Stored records
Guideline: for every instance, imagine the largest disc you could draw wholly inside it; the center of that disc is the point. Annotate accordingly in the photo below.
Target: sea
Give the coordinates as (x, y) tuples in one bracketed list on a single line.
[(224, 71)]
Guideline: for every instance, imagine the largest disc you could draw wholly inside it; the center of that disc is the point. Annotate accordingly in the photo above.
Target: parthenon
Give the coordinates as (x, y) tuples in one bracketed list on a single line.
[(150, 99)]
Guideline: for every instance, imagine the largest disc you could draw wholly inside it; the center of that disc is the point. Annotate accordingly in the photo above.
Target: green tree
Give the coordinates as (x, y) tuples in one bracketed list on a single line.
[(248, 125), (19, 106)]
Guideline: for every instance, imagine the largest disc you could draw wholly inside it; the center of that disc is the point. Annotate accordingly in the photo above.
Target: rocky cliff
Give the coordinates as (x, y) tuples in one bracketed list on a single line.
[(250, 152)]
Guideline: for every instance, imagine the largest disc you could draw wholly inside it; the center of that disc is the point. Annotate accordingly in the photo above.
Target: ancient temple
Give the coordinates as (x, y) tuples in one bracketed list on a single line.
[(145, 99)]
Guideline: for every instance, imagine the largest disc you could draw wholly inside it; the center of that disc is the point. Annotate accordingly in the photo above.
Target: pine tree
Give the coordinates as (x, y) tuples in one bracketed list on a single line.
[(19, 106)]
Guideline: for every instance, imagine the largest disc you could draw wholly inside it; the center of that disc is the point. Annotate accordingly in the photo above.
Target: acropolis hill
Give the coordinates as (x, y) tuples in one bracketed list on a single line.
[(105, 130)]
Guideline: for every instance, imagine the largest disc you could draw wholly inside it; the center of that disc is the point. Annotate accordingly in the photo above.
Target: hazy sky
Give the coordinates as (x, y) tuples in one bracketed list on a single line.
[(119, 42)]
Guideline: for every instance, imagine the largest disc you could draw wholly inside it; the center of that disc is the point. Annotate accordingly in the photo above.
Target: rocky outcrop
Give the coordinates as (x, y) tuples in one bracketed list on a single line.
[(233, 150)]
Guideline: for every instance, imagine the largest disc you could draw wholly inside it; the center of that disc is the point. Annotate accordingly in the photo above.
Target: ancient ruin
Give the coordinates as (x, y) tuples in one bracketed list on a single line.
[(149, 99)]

▸ **Directions for this task**
Reproduce every one of the lines above verbatim, keeping their original order.

▸ **The response**
Guideline: for every instance, imagine the largest disc you could draw wholly inside it; the center of that disc is the point. Annotate accordingly in the photo below.
Target: sea
Give the coordinates as (x, y) tuples in one bracketed list on a single line.
[(224, 71)]
Guideline: for every instance, imagine the largest disc you could draw wholly inside it; the center of that disc is the point. Annotate accordingly in the photo above.
Target: parthenon
Give the coordinates as (x, y) tuples in one bracketed list on a single line.
[(150, 99)]
Guideline: for every instance, imagine the largest disc you could draw wholly inside it; the center of that disc is the point. Annotate accordingly in the photo above.
Target: green tree
Give the coordinates as (x, y) tuples in one bracketed list on a single line.
[(248, 125), (19, 106)]
Guideline: for every instance, imagine the largest disc you could draw wholly inside it; the center of that disc is the point. Annotate accordingly in the photo above.
Target: rocky cliff
Give the coordinates as (x, y) tuples in one bracketed list on a single line.
[(250, 152)]
Guideline: for every instance, imagine the largest disc you could draw wholly inside it; the center of that disc is the point. Annotate accordingly in the photo above.
Target: ancient temple
Give the coordinates as (x, y) tuples in one bracketed list on a single line.
[(145, 99)]
Guideline: for every instance, imagine the largest disc you could draw wholly inside it; the center of that disc is the point. Annotate accordingly in the photo above.
Target: pine tree
Give the coordinates as (x, y) tuples in one bracketed list on a single line.
[(19, 106)]
Guideline: for every instance, imagine the largest disc you could draw wholly inside it; the center of that disc is the point. Annotate accordingly in the photo above.
Target: acropolis hill
Give the coordinates as (x, y) tuples in one bracketed list on a single line.
[(105, 130)]
Guideline: for every instance, imagine the largest disc you could draw wholly inside it; the center of that disc is the point. Annotate accordingly in the photo above.
Target: hazy sky
Give the coordinates as (x, y) tuples in one bracketed list on a single line.
[(119, 42)]
Guideline: for every instance, imagine the largest disc you could draw wholly inside it; the center of that disc is the point. Annotate accordingly in the photo above.
Target: rocky outcrop
Give the coordinates as (x, y) tuples in one bracketed list on a single line.
[(233, 150)]
Guideline: for every instance, imagine the largest disc you could draw wholly inside it; the center of that disc is the point. Annotate accordingly in the photo above.
Target: ancient ruin
Give the coordinates as (x, y) tuples in one bracketed list on a single line.
[(149, 99)]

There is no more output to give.